[Selected passage]
A young man or woman making a first foray into good old-fashioned birthday drinking can expect many horrors to follow, but Englishwoman Gaby Scanlon's 2012 ordeal was by far the worst case scenario. A celebratory night became a nightmare and eventually, Scanlon had to have her stomach removed.
Scanlon was celebrating her 18th birthday at Oscar's Wine Bar in Lancaster in the UK in 2012 when she was handed a smoking shot of Jägermeister. As the BBC reported, Scanlon was concerned, and testified, "I turned to the man and asked if it was okay to drink. He said 'Yes.'"
Scanlon drank the shot, and in testimony quoted by the BBC, said, "Smoke was coming from my nose and mouth. Straight away I knew something was not right. My stomach expanded."
She was taken to a medical facility where a CT scan revealed what the BBC termed—horribly—"a large perforation in her stomach."

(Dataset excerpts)
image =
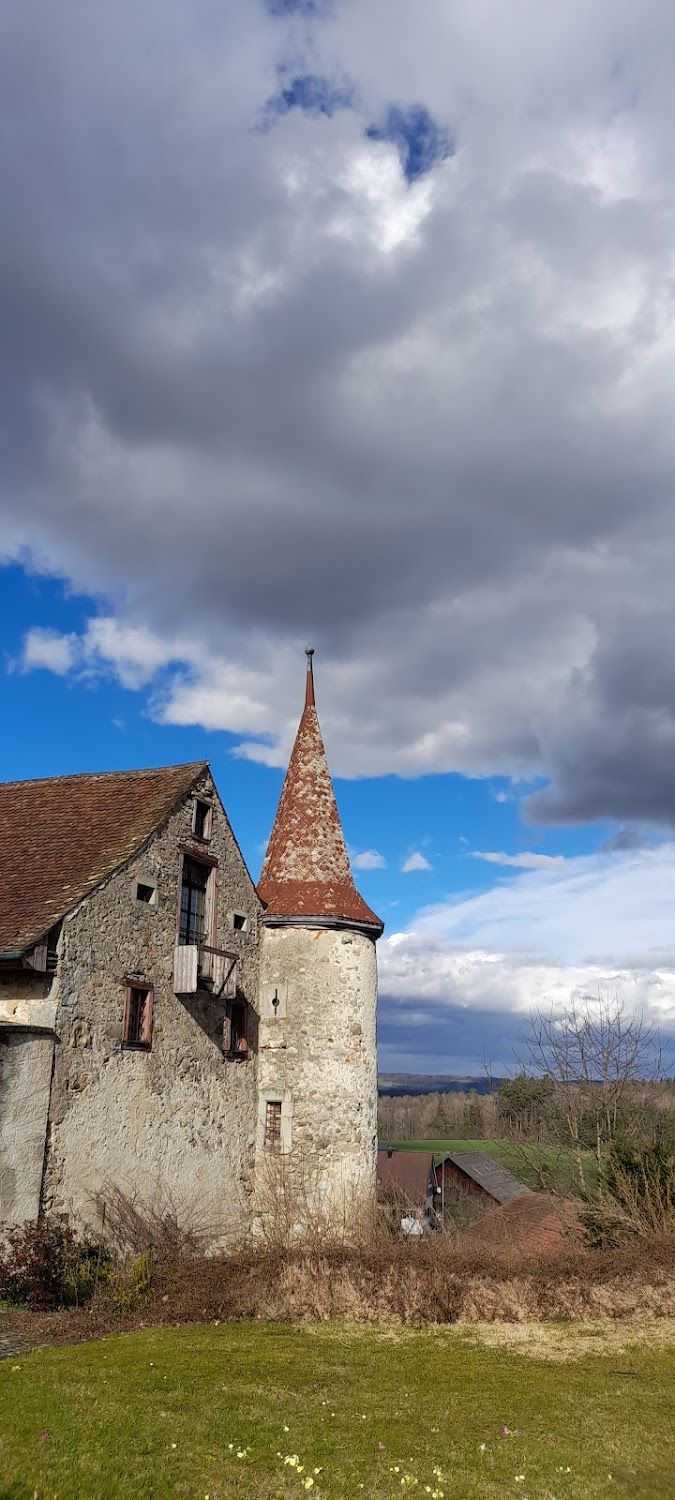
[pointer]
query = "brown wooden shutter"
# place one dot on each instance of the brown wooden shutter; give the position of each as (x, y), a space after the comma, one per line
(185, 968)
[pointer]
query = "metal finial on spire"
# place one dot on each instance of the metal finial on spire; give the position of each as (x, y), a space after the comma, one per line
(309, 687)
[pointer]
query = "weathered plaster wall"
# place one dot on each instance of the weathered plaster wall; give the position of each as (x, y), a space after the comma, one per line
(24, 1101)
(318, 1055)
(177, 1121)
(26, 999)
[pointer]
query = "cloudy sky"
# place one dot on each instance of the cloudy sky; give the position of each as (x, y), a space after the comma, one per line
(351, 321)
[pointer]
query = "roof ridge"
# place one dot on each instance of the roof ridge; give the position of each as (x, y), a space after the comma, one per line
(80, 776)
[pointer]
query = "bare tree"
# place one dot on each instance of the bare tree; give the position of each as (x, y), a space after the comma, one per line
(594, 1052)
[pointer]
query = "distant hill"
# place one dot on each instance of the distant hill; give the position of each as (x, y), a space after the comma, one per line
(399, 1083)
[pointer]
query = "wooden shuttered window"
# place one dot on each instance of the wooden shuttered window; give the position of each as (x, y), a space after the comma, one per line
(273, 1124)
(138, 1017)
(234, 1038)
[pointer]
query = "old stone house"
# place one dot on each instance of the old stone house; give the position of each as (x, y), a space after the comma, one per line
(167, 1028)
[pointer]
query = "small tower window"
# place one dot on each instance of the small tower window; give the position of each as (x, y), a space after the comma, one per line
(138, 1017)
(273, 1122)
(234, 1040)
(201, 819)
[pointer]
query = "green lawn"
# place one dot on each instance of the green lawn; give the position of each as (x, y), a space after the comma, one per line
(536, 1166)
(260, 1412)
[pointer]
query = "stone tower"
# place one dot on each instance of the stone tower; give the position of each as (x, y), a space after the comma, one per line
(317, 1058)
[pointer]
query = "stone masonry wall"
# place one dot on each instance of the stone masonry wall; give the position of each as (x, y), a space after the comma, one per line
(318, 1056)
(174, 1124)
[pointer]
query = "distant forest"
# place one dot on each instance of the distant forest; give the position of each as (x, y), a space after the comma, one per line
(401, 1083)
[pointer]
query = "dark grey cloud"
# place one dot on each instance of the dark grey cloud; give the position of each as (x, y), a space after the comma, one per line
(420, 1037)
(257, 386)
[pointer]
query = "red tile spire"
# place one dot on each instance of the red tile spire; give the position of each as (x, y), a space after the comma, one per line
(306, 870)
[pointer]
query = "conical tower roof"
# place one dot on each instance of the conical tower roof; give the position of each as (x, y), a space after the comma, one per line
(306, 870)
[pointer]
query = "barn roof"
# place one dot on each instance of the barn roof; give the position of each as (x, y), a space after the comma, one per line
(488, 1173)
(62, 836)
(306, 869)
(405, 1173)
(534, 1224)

...

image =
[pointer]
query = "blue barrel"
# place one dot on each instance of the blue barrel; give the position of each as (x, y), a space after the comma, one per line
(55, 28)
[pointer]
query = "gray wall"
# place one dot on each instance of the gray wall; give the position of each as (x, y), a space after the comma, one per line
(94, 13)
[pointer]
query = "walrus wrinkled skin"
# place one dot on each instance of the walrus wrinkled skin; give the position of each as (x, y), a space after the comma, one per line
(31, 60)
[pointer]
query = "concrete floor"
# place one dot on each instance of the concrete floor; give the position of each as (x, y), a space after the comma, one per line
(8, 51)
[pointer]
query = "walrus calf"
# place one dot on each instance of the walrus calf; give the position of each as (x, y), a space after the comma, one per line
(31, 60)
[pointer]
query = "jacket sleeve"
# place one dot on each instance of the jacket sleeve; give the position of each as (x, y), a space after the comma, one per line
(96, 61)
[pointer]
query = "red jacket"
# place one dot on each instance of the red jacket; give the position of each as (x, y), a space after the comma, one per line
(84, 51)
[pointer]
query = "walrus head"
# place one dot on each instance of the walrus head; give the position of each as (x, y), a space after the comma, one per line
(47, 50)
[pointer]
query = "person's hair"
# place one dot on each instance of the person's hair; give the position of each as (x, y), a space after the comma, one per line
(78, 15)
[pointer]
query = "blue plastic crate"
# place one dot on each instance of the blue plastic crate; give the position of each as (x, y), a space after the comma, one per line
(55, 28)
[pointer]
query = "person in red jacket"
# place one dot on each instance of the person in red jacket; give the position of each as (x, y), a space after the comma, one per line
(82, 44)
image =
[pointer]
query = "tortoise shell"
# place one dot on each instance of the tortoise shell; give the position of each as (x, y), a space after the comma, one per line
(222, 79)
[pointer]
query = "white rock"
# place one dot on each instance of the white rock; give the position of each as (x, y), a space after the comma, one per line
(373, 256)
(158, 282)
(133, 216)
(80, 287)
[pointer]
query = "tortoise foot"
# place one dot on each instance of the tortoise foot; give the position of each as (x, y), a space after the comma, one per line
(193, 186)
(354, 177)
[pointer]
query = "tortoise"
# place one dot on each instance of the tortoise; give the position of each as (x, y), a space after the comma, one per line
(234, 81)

...

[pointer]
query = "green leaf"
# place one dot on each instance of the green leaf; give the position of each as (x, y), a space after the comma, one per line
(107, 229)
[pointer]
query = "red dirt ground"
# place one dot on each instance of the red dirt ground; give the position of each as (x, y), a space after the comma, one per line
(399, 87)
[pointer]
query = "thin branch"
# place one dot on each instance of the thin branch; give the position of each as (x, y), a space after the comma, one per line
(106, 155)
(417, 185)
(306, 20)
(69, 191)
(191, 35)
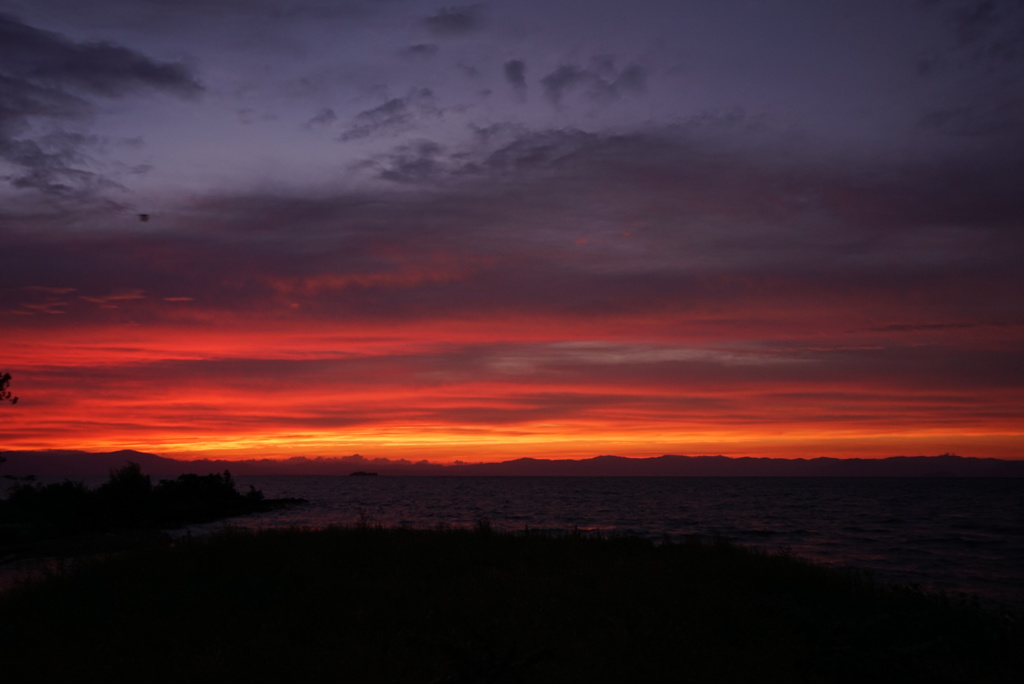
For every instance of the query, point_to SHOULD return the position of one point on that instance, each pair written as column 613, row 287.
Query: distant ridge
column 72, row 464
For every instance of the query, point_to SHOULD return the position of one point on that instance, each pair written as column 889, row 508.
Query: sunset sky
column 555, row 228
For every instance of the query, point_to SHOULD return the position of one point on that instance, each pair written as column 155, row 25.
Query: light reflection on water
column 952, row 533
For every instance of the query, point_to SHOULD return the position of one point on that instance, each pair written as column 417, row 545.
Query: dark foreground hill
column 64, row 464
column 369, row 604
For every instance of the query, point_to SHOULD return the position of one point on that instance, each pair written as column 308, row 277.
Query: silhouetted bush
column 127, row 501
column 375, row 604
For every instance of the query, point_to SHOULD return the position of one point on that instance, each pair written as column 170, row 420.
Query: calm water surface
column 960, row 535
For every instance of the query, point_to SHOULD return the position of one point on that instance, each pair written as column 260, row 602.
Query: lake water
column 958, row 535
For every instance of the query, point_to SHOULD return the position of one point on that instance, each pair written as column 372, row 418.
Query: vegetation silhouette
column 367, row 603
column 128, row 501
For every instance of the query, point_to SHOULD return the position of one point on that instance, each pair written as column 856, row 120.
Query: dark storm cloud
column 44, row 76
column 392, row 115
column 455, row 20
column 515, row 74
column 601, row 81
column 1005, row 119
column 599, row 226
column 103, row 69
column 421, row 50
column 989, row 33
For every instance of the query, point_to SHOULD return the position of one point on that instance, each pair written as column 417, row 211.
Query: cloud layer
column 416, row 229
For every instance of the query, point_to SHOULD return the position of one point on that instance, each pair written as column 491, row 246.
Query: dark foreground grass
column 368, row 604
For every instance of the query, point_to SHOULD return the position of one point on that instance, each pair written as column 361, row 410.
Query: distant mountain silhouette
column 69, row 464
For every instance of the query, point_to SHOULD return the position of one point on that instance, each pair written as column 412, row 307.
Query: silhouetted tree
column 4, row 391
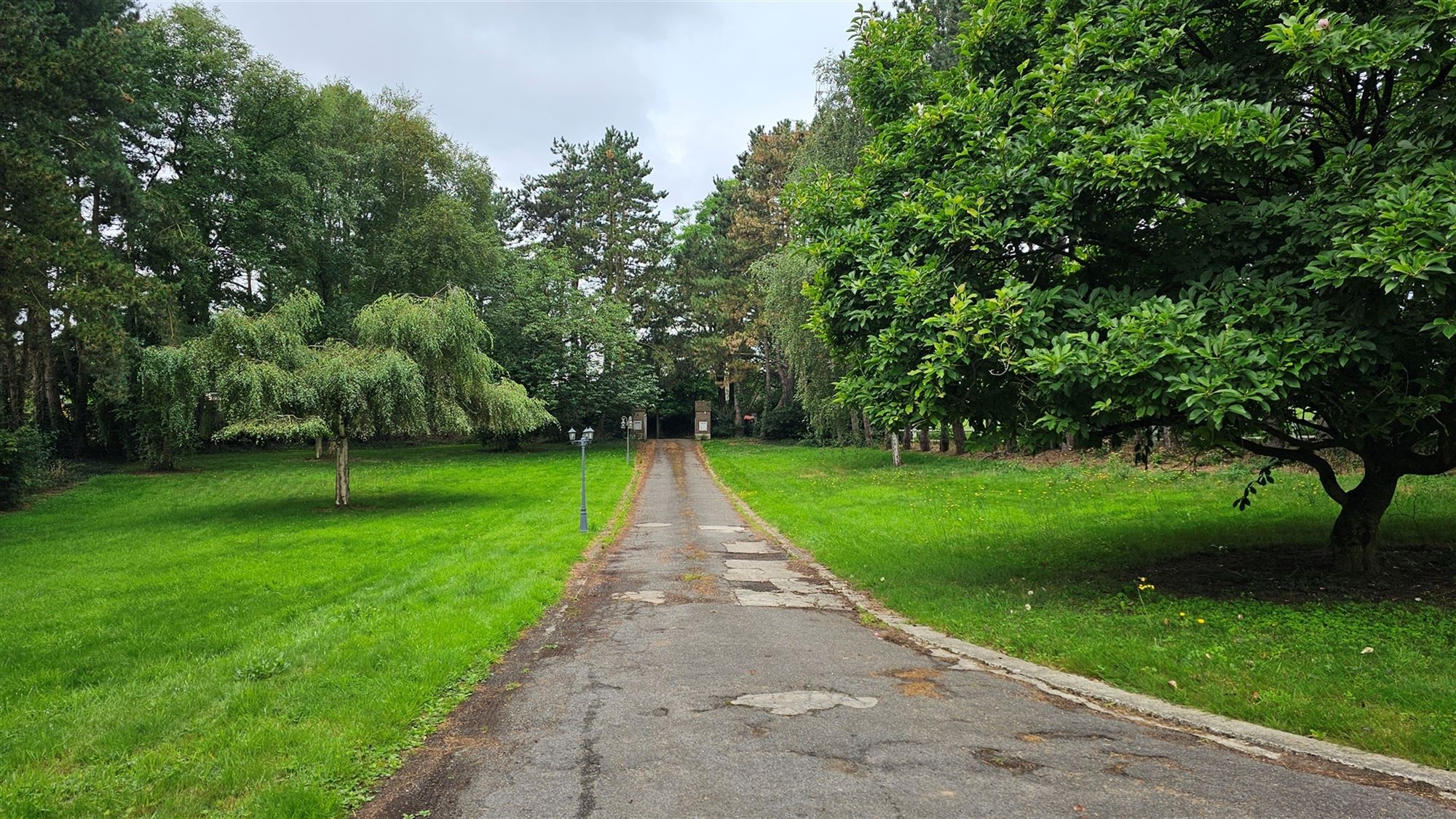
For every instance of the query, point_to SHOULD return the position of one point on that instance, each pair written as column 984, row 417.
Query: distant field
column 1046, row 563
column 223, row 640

[What you will do]
1. In the account of Gaby Scanlon's 2012 birthday ordeal, at which bar was she celebrating when she was handed the smoking shot?
2. Carry the account of Gaby Scanlon's birthday ordeal forward from its final sentence.

[Answers per task]
1. Oscar's Wine Bar in Lancaster.

2.
That "perforation" put Scanlon in the hospital for weeks. Her stomach was removed and her esophagus surgically connected to her small bowel.
The smoke rising from the near-deadly shot had been from liquid nitrogen—a perfectly legal thing to add to shots for inexplicably theatrical effect. A nitro-shot is actually safe—as long as the nitrogen has completely evaporated.
Scanlon, reported the BBC, "suffers from 'episodes of agonising pain,' has to avoid some foods and can no longer enjoy eating," but Oscar's was merely fined $156,000 (US).
We're gonna save the fake fog for Halloween and heavy metal shows from now on. It's not like Jäger needs the enhancement.